[Labeled shape records]
········

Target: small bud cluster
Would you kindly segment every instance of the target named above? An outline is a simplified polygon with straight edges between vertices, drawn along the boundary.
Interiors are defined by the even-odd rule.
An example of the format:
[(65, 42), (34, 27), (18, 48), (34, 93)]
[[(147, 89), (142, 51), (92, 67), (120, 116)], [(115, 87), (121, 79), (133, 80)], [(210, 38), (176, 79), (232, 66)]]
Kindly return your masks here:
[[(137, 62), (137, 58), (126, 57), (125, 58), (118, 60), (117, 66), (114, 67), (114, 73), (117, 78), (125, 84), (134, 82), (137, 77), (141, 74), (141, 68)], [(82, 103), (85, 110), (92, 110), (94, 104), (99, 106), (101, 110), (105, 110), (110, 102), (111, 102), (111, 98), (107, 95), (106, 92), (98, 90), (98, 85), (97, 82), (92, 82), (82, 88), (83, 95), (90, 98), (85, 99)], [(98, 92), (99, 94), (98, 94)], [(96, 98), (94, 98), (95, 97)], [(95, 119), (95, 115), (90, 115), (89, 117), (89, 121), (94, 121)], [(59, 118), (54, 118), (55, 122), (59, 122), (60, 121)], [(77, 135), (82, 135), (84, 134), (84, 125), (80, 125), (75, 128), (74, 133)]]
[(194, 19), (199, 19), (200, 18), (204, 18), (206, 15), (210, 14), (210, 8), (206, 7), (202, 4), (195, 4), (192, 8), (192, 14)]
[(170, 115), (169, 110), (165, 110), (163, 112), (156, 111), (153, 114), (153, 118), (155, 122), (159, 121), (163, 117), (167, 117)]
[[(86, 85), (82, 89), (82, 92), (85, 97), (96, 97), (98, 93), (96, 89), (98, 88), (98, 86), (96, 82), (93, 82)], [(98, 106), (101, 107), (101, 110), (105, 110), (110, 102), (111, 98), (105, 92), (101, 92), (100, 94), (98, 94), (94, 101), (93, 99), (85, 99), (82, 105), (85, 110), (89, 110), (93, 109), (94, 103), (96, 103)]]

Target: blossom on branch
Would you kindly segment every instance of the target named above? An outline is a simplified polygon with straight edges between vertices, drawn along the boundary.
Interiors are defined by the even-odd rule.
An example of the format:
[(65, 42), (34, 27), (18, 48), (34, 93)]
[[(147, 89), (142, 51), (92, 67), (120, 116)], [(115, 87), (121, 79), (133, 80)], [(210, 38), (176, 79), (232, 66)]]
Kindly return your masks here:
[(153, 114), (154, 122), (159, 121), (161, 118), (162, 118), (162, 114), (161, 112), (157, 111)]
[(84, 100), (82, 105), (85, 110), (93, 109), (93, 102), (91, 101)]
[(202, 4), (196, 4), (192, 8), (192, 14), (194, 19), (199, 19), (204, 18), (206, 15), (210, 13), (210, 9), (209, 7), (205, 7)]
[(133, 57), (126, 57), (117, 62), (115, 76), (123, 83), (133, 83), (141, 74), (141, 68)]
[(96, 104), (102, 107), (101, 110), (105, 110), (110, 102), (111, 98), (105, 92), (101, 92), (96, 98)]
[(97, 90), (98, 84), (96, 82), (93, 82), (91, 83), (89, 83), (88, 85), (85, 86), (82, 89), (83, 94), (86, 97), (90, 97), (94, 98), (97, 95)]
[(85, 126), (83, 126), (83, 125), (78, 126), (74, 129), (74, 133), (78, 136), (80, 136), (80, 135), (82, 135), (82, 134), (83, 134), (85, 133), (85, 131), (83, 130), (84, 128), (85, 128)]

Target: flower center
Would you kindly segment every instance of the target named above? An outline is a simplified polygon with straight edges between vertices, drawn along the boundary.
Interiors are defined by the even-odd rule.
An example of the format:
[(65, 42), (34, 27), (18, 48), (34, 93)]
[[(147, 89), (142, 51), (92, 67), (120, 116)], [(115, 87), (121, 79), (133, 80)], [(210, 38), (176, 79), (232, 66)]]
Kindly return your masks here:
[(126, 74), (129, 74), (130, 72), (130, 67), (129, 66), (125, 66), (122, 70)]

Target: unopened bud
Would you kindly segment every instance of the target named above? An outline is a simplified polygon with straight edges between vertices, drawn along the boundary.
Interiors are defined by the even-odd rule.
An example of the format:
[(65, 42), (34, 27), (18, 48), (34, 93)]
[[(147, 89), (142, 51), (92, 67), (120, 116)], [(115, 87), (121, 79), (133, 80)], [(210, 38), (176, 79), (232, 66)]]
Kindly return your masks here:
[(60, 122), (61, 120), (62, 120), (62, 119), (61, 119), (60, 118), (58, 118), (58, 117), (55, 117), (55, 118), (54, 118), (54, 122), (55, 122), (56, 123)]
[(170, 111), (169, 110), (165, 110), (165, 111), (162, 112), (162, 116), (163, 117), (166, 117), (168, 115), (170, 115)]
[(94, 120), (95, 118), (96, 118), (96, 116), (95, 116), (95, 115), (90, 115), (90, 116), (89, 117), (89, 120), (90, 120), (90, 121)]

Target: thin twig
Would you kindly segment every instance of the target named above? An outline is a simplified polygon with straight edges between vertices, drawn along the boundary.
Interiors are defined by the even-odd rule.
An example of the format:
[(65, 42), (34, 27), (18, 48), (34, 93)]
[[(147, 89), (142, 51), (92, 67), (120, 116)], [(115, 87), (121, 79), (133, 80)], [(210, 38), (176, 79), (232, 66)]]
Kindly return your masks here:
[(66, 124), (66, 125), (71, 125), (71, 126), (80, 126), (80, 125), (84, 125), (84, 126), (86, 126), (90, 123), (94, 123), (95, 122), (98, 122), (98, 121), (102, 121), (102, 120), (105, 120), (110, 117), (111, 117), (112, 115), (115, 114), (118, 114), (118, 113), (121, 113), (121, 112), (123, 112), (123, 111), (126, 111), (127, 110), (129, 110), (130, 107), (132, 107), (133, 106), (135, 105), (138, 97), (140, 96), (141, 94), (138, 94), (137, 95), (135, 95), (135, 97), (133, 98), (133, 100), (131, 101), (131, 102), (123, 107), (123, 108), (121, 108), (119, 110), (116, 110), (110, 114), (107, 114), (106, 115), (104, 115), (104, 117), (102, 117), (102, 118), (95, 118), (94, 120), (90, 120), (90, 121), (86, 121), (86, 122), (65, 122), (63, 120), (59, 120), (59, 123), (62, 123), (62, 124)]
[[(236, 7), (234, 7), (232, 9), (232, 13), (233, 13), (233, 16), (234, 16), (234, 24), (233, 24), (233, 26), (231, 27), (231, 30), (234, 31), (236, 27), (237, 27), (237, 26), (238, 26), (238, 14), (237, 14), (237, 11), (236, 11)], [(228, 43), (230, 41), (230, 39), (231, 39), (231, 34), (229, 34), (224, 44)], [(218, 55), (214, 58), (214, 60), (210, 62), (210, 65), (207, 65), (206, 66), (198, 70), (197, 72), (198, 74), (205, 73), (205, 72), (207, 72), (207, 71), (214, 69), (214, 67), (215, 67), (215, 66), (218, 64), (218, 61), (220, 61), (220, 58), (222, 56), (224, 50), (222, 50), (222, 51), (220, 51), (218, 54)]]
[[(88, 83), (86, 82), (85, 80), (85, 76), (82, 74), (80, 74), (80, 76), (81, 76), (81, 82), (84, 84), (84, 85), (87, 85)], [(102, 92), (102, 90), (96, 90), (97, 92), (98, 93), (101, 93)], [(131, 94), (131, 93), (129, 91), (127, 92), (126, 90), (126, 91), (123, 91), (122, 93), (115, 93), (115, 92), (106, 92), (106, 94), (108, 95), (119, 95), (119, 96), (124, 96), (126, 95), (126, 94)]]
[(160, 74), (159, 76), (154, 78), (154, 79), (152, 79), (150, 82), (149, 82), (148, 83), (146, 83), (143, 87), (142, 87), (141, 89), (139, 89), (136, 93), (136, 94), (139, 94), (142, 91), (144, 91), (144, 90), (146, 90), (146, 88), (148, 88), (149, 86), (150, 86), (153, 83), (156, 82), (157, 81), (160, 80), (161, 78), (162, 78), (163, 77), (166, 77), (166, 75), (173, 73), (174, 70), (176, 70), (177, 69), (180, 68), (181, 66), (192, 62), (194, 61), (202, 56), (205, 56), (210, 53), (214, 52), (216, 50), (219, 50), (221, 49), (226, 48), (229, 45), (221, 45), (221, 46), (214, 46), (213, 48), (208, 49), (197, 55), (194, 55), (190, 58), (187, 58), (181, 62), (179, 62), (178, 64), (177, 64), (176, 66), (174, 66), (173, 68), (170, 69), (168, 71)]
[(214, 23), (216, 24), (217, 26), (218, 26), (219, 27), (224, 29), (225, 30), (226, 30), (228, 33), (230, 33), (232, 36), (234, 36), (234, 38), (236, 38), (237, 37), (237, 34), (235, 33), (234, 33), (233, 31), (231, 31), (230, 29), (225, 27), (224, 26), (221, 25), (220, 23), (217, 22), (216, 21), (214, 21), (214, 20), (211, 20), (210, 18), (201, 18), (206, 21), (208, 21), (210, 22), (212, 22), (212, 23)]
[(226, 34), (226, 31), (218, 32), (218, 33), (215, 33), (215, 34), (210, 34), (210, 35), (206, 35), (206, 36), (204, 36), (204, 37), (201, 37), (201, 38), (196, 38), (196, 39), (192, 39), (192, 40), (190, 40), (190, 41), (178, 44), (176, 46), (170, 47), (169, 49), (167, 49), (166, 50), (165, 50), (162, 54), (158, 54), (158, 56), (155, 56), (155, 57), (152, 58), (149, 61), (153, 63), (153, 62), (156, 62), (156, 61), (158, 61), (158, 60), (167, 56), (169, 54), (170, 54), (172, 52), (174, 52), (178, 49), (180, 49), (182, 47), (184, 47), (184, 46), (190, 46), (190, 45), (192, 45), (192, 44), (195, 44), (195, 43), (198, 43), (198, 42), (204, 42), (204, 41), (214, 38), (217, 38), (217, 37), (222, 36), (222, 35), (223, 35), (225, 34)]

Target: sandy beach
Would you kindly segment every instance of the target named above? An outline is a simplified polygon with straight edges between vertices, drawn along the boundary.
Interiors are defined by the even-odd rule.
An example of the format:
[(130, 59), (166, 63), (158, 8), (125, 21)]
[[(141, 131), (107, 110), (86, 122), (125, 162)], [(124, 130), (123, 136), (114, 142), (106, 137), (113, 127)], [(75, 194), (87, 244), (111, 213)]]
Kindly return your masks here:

········

▸ **Task to carry out**:
Print the lines of the records from the line with "Target: flower center" up to and including the line with "120), (90, 121)]", unchanged.

▸ **Exercise answer**:
Target: flower center
Would you kindly segment every instance of the target named above? An outline is a simplified polygon with straight edges between vertices, drawn along the boundary.
Interiors are defined by the even-odd rule.
An example of the format:
[(65, 42), (34, 27), (18, 48), (34, 93)]
[[(147, 89), (142, 51), (92, 67), (120, 116)], [(115, 87), (121, 79), (133, 80)], [(210, 38), (176, 79), (232, 66)]]
Kindly return your masks here:
[(126, 74), (129, 74), (130, 72), (130, 67), (129, 66), (125, 66), (122, 70)]

Target: unopened bud
Would you kindly segment every instance of the target named above? An outline is a simplified polygon with straight edges between vertices, drawn along the boundary.
Interiors are defined by the even-odd rule.
An example of the format:
[(65, 42), (34, 27), (18, 48), (34, 93)]
[[(147, 89), (142, 51), (92, 67), (120, 116)], [(115, 87), (121, 79), (133, 80)], [(210, 38), (176, 79), (232, 66)]]
Kindly return your masks here:
[(60, 122), (61, 120), (62, 120), (62, 119), (61, 119), (60, 118), (58, 118), (58, 117), (55, 117), (55, 118), (54, 118), (54, 122), (55, 122), (56, 123)]
[(170, 111), (169, 110), (165, 110), (165, 111), (162, 112), (162, 116), (163, 117), (166, 117), (168, 115), (170, 115)]
[(94, 120), (95, 118), (96, 118), (96, 116), (95, 116), (95, 115), (90, 115), (90, 116), (89, 117), (89, 120), (90, 120), (90, 121)]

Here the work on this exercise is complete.